__Aim 1__
According to the MUN dress guide, why is "Business Formal" the standard attire for a Model UN conference?
__Aim 2__
Pick up the MUN dress guide after its final sentence and continue it in the same practical, encouraging voice.

__Text provided__

What to wear to a MUN conference in India. A practical guide to dressing smart — because looking the part helps you feel the part, and the committee room remembers what you said, not what you wore.
You don't need to buy anything new for a MUN. Most people already have something that works. This guide is here to help you put it together confidently, not to create a shopping list.
In Model UN, as in actual diplomacy, your attire is your first statement to the room. The standard is "Business Formal" because you are simulating a professional diplomatic environment — and stepping into that headspace, even through what you wear, genuinely helps.
When you dress well, you signal respect — for the process, for the Executive Board, and for your fellow delegates. More than that, it gives you confidence. That said, if you don't own a suit or formal Indian wear, don't let that stop you. A clean, ironed outfit in any style that reads "I made an effort" goes a long way. The delegate the room remembers is the one who spoke well.

__Data block__
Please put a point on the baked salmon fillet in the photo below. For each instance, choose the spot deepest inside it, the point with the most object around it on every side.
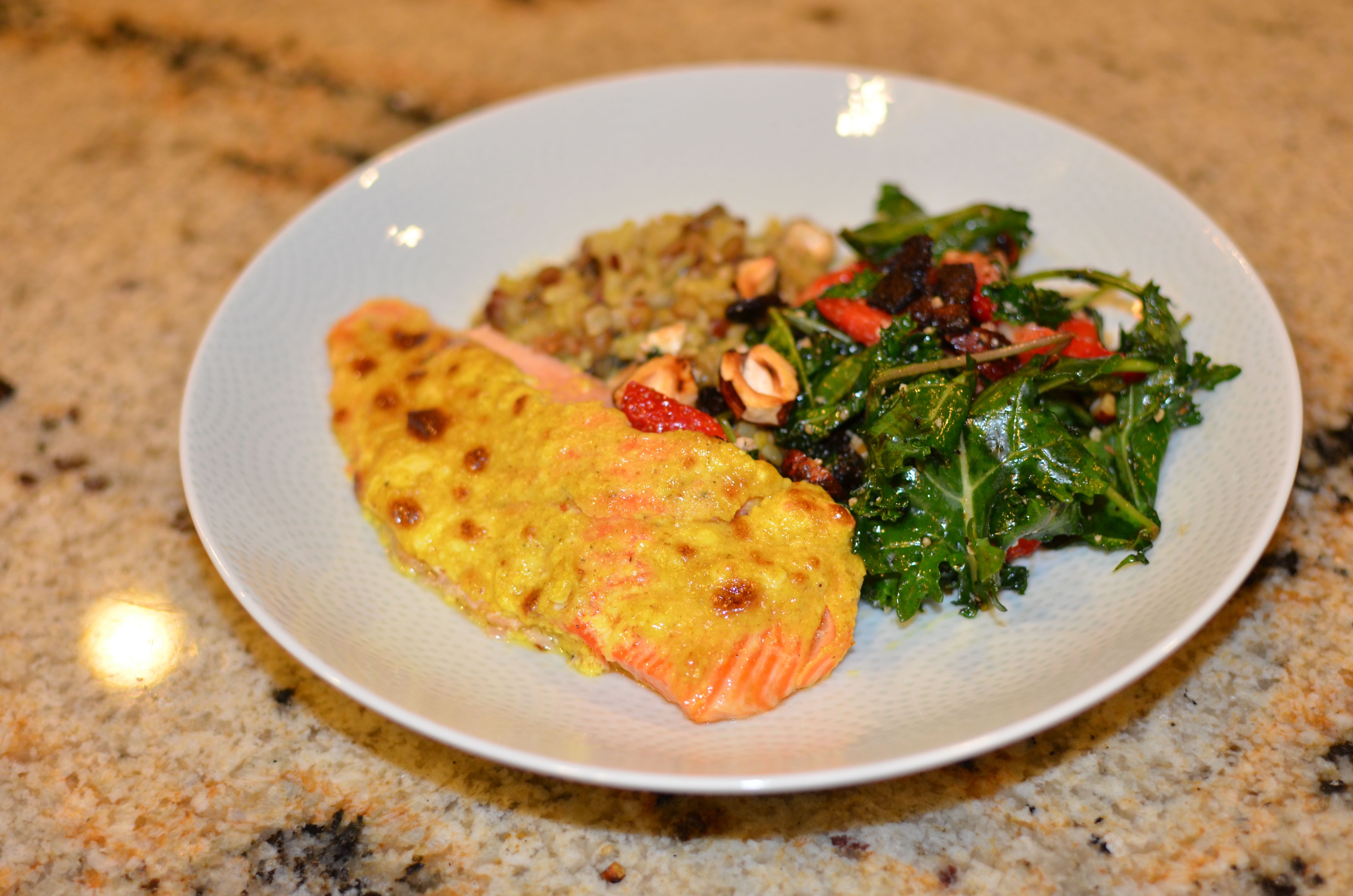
(672, 557)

__Expected answer 1__
Business Formal is the standard because delegates are simulating a professional diplomatic environment. Dressing for that setting helps them step into the right headspace.

__Expected answer 2__
The accepted standard across all international UN committees (UNGA, UNSC, UNHRC). You cannot go wrong with this.
In the Indian MUN circuit, ethnic formal wear is widely accepted and often specifically encouraged.
For Indian Committees (AIPPM, Lok Sabha, Niti Aayog): Indian formal is highly recommended. For boys, this means a crisp Kurta Pajama paired closely with a Nehru Jacket or a formal Bandhgala suit. For girls, a formal cotton/silk Saree or an elegant Salwar Kameez is excellent.
For UN Committees (UNGA, UNSC): In Delhi MUN and across the Indian circuit, a formal Saree is universally recognised as business attire. A Bandhgala is the Indian equivalent of a suit and equally appropriate. A plain Kurta-Pajama can read as slightly casual in international settings — layering it with a Nehru jacket (see below) solves this entirely. When genuinely unsure, Western Formal is a safe default, but don't stress over it.
Layering a well-fitted Nehru jacket over a kurta elevates the look to business formal instantly — and is one of the sharpest options in the room.
Sarees are the pinnacle of Indian formal wear. Opt for simple, solid colours or clean borders. Heavily embroidered or festive sarees can feel out of place in a conference setting — save those for the actual celebrations.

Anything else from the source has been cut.